*Aim of the exercise*. Display every line of the items below that contains the string "brick", reproducing each such line in full. Case counts.

········

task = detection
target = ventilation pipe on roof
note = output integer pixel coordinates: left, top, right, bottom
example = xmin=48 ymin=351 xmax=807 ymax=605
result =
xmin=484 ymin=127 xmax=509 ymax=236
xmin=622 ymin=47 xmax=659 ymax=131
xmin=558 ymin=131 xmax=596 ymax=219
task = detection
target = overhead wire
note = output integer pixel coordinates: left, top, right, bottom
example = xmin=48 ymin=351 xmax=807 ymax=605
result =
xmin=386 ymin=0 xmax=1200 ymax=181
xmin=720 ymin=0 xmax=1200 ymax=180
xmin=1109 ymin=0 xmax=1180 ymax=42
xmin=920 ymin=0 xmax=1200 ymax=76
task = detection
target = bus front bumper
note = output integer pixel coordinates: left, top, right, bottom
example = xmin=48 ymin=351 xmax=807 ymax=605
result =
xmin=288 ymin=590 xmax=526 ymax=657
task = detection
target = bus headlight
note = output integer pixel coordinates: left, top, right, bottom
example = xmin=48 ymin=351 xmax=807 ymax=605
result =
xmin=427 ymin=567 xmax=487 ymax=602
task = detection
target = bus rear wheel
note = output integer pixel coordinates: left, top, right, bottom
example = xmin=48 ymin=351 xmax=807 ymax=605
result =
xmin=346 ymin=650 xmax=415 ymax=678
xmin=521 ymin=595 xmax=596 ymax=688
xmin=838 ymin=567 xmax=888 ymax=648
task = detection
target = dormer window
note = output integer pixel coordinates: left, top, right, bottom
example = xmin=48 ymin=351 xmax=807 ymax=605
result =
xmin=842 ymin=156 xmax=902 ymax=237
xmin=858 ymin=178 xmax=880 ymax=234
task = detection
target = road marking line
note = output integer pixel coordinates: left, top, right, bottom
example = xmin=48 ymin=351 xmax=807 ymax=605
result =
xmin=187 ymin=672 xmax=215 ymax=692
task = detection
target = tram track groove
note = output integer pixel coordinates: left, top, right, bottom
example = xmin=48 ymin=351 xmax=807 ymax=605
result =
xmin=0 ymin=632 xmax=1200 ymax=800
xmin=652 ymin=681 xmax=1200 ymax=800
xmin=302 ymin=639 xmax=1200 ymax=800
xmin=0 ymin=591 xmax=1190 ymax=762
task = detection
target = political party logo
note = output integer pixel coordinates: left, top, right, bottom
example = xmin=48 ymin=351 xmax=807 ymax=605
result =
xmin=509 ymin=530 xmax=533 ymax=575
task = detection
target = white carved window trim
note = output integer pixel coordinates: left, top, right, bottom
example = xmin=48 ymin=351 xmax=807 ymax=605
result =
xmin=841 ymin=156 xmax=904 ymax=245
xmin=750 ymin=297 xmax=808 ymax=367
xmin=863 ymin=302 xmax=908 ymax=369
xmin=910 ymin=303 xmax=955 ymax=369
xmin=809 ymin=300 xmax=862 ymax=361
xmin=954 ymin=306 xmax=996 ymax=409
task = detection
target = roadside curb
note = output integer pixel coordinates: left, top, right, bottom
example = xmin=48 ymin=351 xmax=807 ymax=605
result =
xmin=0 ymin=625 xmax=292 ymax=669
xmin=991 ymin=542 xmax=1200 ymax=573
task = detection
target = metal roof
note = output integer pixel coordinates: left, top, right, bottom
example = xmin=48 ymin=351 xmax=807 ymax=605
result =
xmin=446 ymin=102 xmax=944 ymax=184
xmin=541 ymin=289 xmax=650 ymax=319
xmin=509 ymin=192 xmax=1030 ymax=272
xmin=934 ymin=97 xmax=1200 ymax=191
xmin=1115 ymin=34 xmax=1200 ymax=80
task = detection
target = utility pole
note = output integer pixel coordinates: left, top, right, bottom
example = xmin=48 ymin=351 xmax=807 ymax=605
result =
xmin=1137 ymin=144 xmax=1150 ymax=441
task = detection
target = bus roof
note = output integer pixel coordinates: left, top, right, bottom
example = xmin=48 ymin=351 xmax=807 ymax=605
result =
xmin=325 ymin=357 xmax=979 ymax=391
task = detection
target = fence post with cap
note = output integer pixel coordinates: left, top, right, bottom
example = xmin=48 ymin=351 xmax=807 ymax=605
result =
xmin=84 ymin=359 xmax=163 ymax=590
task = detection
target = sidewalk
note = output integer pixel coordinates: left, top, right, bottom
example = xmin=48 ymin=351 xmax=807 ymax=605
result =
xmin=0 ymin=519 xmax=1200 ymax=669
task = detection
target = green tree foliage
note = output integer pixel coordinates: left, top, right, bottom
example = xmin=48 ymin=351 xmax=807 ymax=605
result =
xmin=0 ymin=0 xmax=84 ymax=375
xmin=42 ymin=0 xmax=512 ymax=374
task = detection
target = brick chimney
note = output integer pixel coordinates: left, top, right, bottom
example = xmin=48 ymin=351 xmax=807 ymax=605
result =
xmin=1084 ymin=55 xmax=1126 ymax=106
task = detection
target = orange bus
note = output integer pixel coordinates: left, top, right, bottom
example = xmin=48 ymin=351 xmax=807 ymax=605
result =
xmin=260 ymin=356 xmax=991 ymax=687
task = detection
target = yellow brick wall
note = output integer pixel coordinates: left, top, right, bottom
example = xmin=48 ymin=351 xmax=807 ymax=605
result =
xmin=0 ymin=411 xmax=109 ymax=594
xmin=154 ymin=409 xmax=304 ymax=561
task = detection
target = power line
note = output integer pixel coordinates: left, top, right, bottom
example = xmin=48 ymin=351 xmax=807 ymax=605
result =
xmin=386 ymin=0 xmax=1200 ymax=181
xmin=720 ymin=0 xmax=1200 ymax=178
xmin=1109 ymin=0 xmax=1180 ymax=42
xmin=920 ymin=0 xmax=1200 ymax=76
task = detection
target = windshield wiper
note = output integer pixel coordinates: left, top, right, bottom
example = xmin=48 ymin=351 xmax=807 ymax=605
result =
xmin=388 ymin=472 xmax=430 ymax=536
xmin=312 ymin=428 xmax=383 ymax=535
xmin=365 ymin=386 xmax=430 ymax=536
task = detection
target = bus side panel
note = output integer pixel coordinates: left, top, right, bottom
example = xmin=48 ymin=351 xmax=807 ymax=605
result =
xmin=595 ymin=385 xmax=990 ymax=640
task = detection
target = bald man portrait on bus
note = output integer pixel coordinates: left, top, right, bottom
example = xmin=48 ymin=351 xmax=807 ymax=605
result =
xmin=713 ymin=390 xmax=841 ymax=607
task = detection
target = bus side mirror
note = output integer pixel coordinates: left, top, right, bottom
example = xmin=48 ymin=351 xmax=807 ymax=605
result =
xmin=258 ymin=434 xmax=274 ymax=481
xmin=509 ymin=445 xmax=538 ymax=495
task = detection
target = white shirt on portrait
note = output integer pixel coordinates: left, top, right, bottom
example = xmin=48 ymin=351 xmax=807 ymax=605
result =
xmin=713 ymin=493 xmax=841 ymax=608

········

*Reply*.
target = brick chimney
target = yellow brick wall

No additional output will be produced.